Region pointing data
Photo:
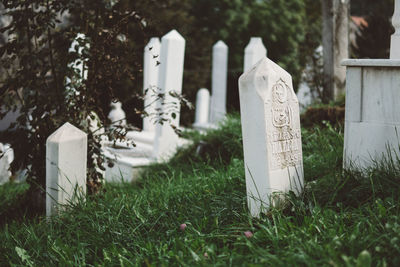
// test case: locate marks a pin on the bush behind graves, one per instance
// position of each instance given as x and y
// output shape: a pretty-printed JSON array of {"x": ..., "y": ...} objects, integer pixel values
[{"x": 36, "y": 58}]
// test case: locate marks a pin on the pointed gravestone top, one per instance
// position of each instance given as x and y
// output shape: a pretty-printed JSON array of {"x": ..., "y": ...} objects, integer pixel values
[
  {"x": 173, "y": 35},
  {"x": 219, "y": 44},
  {"x": 153, "y": 41},
  {"x": 255, "y": 43},
  {"x": 271, "y": 134},
  {"x": 66, "y": 133},
  {"x": 253, "y": 52}
]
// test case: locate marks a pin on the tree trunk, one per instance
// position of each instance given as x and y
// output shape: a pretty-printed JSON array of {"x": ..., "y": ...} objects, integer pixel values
[{"x": 335, "y": 41}]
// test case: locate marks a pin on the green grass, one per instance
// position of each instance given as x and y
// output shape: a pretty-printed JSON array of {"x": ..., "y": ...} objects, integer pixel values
[{"x": 342, "y": 219}]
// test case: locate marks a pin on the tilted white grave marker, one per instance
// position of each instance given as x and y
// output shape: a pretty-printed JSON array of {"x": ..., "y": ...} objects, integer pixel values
[
  {"x": 66, "y": 157},
  {"x": 218, "y": 82},
  {"x": 150, "y": 81},
  {"x": 271, "y": 135},
  {"x": 170, "y": 81},
  {"x": 395, "y": 40},
  {"x": 253, "y": 52},
  {"x": 202, "y": 109}
]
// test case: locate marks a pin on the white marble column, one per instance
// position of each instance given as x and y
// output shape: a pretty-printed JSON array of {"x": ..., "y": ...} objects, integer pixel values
[
  {"x": 150, "y": 80},
  {"x": 170, "y": 81},
  {"x": 253, "y": 52},
  {"x": 270, "y": 118},
  {"x": 66, "y": 157},
  {"x": 219, "y": 82},
  {"x": 202, "y": 109},
  {"x": 395, "y": 41}
]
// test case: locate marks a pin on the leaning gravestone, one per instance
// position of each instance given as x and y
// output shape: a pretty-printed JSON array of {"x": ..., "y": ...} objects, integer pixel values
[
  {"x": 66, "y": 156},
  {"x": 271, "y": 135}
]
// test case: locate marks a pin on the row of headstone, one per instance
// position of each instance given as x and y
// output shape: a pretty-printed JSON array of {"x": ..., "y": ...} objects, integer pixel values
[
  {"x": 206, "y": 118},
  {"x": 163, "y": 66},
  {"x": 372, "y": 118}
]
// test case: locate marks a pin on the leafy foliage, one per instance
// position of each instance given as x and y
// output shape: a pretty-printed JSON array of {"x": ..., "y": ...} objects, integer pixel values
[
  {"x": 36, "y": 59},
  {"x": 373, "y": 41}
]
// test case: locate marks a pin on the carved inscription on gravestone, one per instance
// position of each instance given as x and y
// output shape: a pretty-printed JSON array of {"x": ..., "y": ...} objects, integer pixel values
[{"x": 283, "y": 133}]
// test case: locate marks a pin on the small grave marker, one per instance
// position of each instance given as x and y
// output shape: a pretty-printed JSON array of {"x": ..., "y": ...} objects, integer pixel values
[
  {"x": 218, "y": 82},
  {"x": 150, "y": 80},
  {"x": 170, "y": 82},
  {"x": 202, "y": 109},
  {"x": 66, "y": 157}
]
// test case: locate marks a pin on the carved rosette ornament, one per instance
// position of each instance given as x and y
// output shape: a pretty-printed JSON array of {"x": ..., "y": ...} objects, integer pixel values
[{"x": 285, "y": 138}]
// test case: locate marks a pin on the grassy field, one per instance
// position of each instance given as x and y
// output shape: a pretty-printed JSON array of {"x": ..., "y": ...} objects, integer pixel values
[{"x": 342, "y": 219}]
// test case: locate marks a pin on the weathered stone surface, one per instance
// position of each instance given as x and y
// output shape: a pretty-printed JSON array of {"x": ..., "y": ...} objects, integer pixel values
[
  {"x": 372, "y": 119},
  {"x": 66, "y": 157},
  {"x": 219, "y": 82},
  {"x": 271, "y": 134},
  {"x": 170, "y": 82},
  {"x": 253, "y": 52},
  {"x": 117, "y": 115},
  {"x": 202, "y": 109},
  {"x": 395, "y": 40},
  {"x": 150, "y": 81}
]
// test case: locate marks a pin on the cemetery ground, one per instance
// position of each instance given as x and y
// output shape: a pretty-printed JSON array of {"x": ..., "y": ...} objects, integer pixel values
[{"x": 193, "y": 211}]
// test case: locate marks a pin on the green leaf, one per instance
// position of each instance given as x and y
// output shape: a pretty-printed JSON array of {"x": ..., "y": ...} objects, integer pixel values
[{"x": 23, "y": 255}]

TASK DETAILS: For this exercise, print all of the entries exactly as they appear, but without pictures.

YOUR SOLUTION:
Photo:
// test case: locate marks a pin on the bush behind graves, one per instance
// position of each instance given as x and y
// output shape: a pretty-printed JSON array of {"x": ..., "y": ...} objects, integer pixel values
[{"x": 36, "y": 58}]
// test case: locate marks a pin on the pointed gravestone top, one per instance
// position of each instance given as x and y
// output shape: a pretty-printed JSON array of {"x": ..., "y": ...} objects, integer pixel values
[
  {"x": 173, "y": 35},
  {"x": 219, "y": 44},
  {"x": 153, "y": 41},
  {"x": 255, "y": 43},
  {"x": 271, "y": 134},
  {"x": 66, "y": 133},
  {"x": 253, "y": 52}
]
// test case: locate marks a pin on the tree trunk, one per instance
// position of each instance given as x and y
// output shape: a pretty-printed JSON array of {"x": ..., "y": ...} objects, integer pixel values
[{"x": 335, "y": 41}]
// test case: locate marks a pin on the green grass, one per instance
// position of each instance given as x and y
// output shape: a pretty-printed JSON array of {"x": ..., "y": ...} objects, integer pixel values
[{"x": 342, "y": 219}]
// test case: locate marks a pin on the tilted white grave marker, one per instance
// position of each instance given as x and y
// output shape: a pretty-printed JSON array of {"x": ..., "y": ...} objects, integer pixel values
[
  {"x": 66, "y": 157},
  {"x": 218, "y": 82},
  {"x": 150, "y": 81},
  {"x": 271, "y": 135},
  {"x": 170, "y": 81},
  {"x": 395, "y": 40},
  {"x": 253, "y": 52},
  {"x": 202, "y": 109}
]
// test case: locate marks a pin on the white marble column, one per instance
// position of each instance given as x and y
// output shape: a pretty-printed JSON array of {"x": ..., "y": ...} objects, integer pixel values
[
  {"x": 150, "y": 80},
  {"x": 170, "y": 81},
  {"x": 253, "y": 52},
  {"x": 270, "y": 118},
  {"x": 66, "y": 157},
  {"x": 219, "y": 82},
  {"x": 202, "y": 109},
  {"x": 395, "y": 41}
]
// test case: locate marks a pin on the leaning gravestone, one per instance
// position of each instance given as x and y
// output shape: a pretty-printed JSON array of {"x": ..., "y": ...} objects, integer pixel values
[
  {"x": 66, "y": 156},
  {"x": 271, "y": 135}
]
// test case: locate marks a pin on the row of headstone, one per instance
// position of each instance given as x and y
// output shape: a pretty-printed JSON array of {"x": ..., "y": ...} objects, integer pixel values
[
  {"x": 206, "y": 118},
  {"x": 163, "y": 66},
  {"x": 372, "y": 118}
]
// test case: locate marks a pin on the leafy foliage, one per instance
// position of each instance given as x and y
// output shape: a pretty-printed JSON array of {"x": ..., "y": ...} objects, integer pixel values
[
  {"x": 36, "y": 59},
  {"x": 373, "y": 41}
]
// test case: locate marks a pin on the carved inscription on gravestone, one per instance
// position of each instance given as x and y
// output shape: a pretty-printed JSON array of {"x": ..., "y": ...} objects, integer pixel values
[{"x": 283, "y": 133}]
// test case: locate marks a pin on the small grave marker, one per instance
// position of each instance given as x and y
// output shape: a pretty-printed JSON array of {"x": ..., "y": ...} objects, integer pixel values
[
  {"x": 218, "y": 82},
  {"x": 150, "y": 80},
  {"x": 170, "y": 82},
  {"x": 202, "y": 109},
  {"x": 66, "y": 157}
]
// test case: locate marks a pin on the carved rosette ornament, one per instance
// position of each instance given as x and y
// output shape: a pretty-printed JSON array of {"x": ..., "y": ...} objects, integer pixel values
[{"x": 285, "y": 138}]
// test case: locate marks a pin on the grassy field, one per instance
// position of each instance given as x and y
// output shape: a pretty-printed JSON array of {"x": ..., "y": ...} objects, integer pixel values
[{"x": 342, "y": 219}]
// test case: locate marks a pin on the weathered stone surface, one per instance
// position of each instance given as x and y
// output shape: a pretty-printed JSON array of {"x": ..., "y": ...} objects, integer pixel values
[
  {"x": 372, "y": 119},
  {"x": 66, "y": 157},
  {"x": 219, "y": 82},
  {"x": 271, "y": 134},
  {"x": 170, "y": 82},
  {"x": 253, "y": 52},
  {"x": 117, "y": 115},
  {"x": 202, "y": 109},
  {"x": 395, "y": 40},
  {"x": 150, "y": 81}
]
// test case: locate marks a pin on the cemetery ground, one per instance
// position of each instance given as x and y
// output shape: a pretty-printed JSON array of {"x": ..., "y": ...} objects, integer pixel values
[{"x": 193, "y": 211}]
// test case: locate marks a pin on the green leaf, one per instance
// position of each instance given as x and y
// output shape: a pretty-printed JSON array of {"x": ..., "y": ...} objects, integer pixel values
[{"x": 23, "y": 255}]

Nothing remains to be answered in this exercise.